The EHR Usability Conference presented fresh and insightful perspectives from five separate panels: Care Provider, Patient/Consumer, Vendor/Technology Developer, Measurement and Improvement, and Options Around Usability.
The most important items addressed were:
The current state of usability in healthcare applications
Accessibility standards in healthcare applications
How usability affects the well-being and lives of patients/consumers
How usability should be included in health technology certification
The roles of vendors, providers and organizations in developing usability standards and guidelines
The role of the Federal Government in producing and enforcing usability standards and guidelines
The roles of vendors, providers and patients in ensuring that delivered products are usable
Dominant opinions and recommendations from providers, consumers, developers and experts included the following.
Current usability in healthcare applications is atrocious
Difficult to navigate.
Time consuming.
Frustrating.
Cluttered and disorganized.
Unsearchable.
Leads to fatigue and ultimately burnout.
Does not adequately support disabled community.
Does not adequately support clinical workflows.
Critical information is dispersed & buried.
Recommendations to vendors
Develop streamlined methods of entering, retrieving and displaying complex data sets.
Display data from disparate sources in fewer, simpler views.
Create navigation pathways that match the workflow and thought flow of clinical work.
Design and build applications within accessibility guidelines and enable integration with accessibility hardware and software.
Support patient-centered information flow.
Provide a mechanism or process for the customer to submit feedback for rapid changes and fixes.
Allow for customizable views of varied information from multiple sources.
Modularize and increase interoperability of product offerings.

******************************

* Problem *
Write out the conference summary between "Design and build" and "from multiple sources.", inclusive, with "comments" in place of "feedback". The lines that come next have nothing to do with the conference summary.

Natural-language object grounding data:
******************************

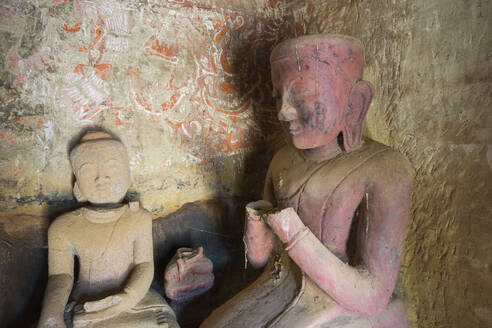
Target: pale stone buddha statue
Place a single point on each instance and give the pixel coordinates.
(113, 244)
(335, 211)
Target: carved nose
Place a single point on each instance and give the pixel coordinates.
(287, 113)
(101, 178)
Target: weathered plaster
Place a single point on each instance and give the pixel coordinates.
(65, 66)
(430, 63)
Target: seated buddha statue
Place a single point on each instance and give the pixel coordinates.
(331, 226)
(112, 242)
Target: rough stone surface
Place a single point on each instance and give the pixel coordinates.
(186, 86)
(429, 60)
(431, 64)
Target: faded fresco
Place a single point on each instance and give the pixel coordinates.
(185, 86)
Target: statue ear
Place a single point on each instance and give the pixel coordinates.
(78, 194)
(359, 101)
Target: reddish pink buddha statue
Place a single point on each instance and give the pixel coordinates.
(332, 224)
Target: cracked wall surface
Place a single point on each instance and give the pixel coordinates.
(186, 86)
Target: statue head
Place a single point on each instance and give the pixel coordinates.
(318, 86)
(101, 168)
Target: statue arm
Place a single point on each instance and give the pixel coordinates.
(60, 280)
(140, 279)
(364, 290)
(258, 237)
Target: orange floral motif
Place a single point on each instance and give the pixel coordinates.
(79, 69)
(227, 88)
(103, 71)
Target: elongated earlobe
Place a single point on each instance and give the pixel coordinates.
(359, 101)
(78, 194)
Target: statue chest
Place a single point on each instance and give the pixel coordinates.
(104, 251)
(326, 195)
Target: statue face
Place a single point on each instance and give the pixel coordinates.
(311, 103)
(103, 174)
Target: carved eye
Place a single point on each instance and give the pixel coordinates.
(113, 165)
(87, 169)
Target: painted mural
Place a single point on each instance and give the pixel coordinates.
(185, 86)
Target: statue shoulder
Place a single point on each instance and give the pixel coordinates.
(139, 213)
(284, 156)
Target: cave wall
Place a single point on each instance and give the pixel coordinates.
(431, 64)
(185, 85)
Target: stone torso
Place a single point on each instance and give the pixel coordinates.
(105, 250)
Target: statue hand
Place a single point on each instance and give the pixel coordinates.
(106, 308)
(285, 223)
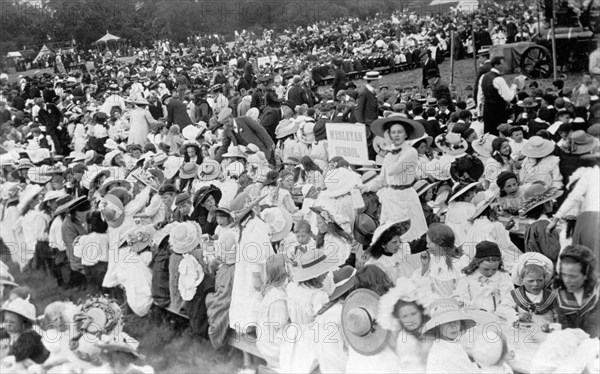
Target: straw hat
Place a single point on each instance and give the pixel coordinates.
(306, 133)
(451, 143)
(537, 194)
(359, 324)
(537, 147)
(403, 226)
(372, 76)
(39, 175)
(580, 143)
(185, 237)
(29, 193)
(113, 180)
(234, 151)
(139, 237)
(209, 170)
(534, 258)
(112, 210)
(461, 189)
(483, 145)
(21, 307)
(447, 310)
(381, 125)
(188, 170)
(285, 128)
(280, 222)
(312, 264)
(422, 185)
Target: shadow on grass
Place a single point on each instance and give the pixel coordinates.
(165, 340)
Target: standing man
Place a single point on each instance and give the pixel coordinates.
(495, 94)
(366, 106)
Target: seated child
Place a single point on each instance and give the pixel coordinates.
(487, 285)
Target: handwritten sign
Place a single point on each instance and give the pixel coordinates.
(348, 140)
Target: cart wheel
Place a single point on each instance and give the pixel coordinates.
(536, 62)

******************************

* Written answer *
Design and build applications within accessibility guidelines and enable integration with accessibility hardware and software.
Support patient-centered information flow.
Provide a mechanism or process for the customer to submit comments for rapid changes and fixes.
Allow for customizable views of varied information from multiple sources.